**** Records supplied
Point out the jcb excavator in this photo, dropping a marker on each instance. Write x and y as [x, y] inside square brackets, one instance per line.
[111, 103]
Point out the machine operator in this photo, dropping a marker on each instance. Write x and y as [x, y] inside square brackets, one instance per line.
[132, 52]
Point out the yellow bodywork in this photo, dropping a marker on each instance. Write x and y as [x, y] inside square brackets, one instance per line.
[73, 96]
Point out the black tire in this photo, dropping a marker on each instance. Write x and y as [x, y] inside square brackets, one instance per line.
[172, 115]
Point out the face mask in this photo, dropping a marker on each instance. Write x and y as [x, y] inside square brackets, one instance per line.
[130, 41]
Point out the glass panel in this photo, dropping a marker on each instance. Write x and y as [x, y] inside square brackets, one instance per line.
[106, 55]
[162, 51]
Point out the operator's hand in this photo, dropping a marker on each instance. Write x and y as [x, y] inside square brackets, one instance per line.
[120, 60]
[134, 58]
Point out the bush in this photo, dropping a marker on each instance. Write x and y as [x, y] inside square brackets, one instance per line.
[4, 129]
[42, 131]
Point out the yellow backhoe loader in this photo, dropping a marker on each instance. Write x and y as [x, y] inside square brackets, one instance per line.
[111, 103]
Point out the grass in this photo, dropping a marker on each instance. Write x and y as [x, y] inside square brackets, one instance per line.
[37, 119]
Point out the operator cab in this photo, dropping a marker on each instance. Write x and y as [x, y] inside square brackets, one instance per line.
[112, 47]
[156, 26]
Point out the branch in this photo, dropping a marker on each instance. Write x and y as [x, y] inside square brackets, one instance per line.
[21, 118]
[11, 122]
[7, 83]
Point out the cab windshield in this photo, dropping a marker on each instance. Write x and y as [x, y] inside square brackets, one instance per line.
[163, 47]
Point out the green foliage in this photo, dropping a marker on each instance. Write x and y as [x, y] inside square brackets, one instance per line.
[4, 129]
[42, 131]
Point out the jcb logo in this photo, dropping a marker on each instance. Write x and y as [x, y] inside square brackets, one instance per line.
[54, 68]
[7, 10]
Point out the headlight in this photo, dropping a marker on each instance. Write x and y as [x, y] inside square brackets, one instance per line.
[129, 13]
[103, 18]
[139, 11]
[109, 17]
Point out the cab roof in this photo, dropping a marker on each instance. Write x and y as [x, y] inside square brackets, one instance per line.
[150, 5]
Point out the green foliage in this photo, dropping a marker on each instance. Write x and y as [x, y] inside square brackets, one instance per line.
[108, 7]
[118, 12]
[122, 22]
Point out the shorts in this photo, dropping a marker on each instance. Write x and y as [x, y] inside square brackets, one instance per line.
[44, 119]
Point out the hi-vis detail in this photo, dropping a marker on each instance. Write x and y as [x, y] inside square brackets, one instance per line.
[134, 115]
********
• [Task description]: Pull out every line of the records above and reproduce each one word for word, in the same order.

• [The reply]:
Point out the jcb excavator in this photo, dropping a marker on each instance. Write x and y as [x, y] inside square brackets, one instance per line.
[111, 103]
Point out the machine operator in this photo, dropping a marker on each instance. Write x and y as [x, y] inside square brackets, one instance per line.
[132, 52]
Point out the yellow bodywork in this photo, dropping a marker on each instance. Write x and y as [x, y] inside square brackets, one instance per line.
[73, 96]
Point out the black tire in this photo, dropping a marker on each instance. Write x and y as [x, y] inside square brackets, one instance per line.
[172, 115]
Point out the face mask in this photo, dropping a marker on each instance. Write x and y as [x, y] inside square brackets, one instance per line.
[130, 41]
Point out the glass panel in this photo, dropping a marker on each instance. Write x and y as [x, y] inside square brackets, one instance per line.
[106, 55]
[162, 51]
Point out the operator's hand in this photo, dropping a marker on each instance. Write x and y as [x, y] inside square brackets, one instance per line.
[120, 60]
[134, 58]
Point out the bush in this photo, dropping a marker on each instance. Write x and y as [x, y] inside square brackets, one instance per line.
[4, 129]
[42, 131]
Point out the yellow backhoe loader in this photo, dropping a marker on each instance. Write x and y as [x, y] inside square brackets, one instance per line.
[111, 103]
Point out the grass in this photo, dropping a marker on each instance. Write x and y as [x, y] inside square brackets, one instance per line.
[37, 119]
Point out the operator cab in this photo, dropping a marker on each instance. Write x and y as [x, y] inside square brackets, one instance per line.
[112, 47]
[156, 26]
Point out the branch in this photo, dropping a marker on each instance. Write x and y as [x, y] inside square brackets, one instance per line.
[21, 118]
[11, 122]
[7, 83]
Point out the cab windshield in this photo, dropping a marker on each instance. Write x and y as [x, y] inside square brackets, one instance per line.
[163, 47]
Point out the green foliage in this photo, dropping a marker on each instance. Write x and y as [x, y] inside square brackets, one instance per line.
[4, 129]
[42, 131]
Point out the jcb logo in this photo, dropping a marker on each instance. Write x and y as [x, y] inside square brackets, one instance per line.
[54, 68]
[7, 10]
Point out the headlight in this photo, dropping a marker on each instance. Write x and y as [x, y] inside square brackets, one instance per line.
[129, 13]
[103, 18]
[139, 11]
[109, 17]
Point out the cab roof in this photo, dropping a marker on each instance. Write x and y as [x, y] inside square brackets, one instance per line.
[150, 5]
Point out the green foliage in this photo, dropping a marker on each instance. Write x and y as [x, y] inside square brackets, one instance per line.
[108, 7]
[118, 12]
[122, 22]
Point out the shorts in this photo, dropping a marker on each instance. Write x and y as [x, y] inside square brackets, one instance per line.
[44, 119]
Point out the hi-vis detail in this photo, dropping a marker on each instance. Write x and y as [x, y] inside square brackets, one instance per line.
[134, 115]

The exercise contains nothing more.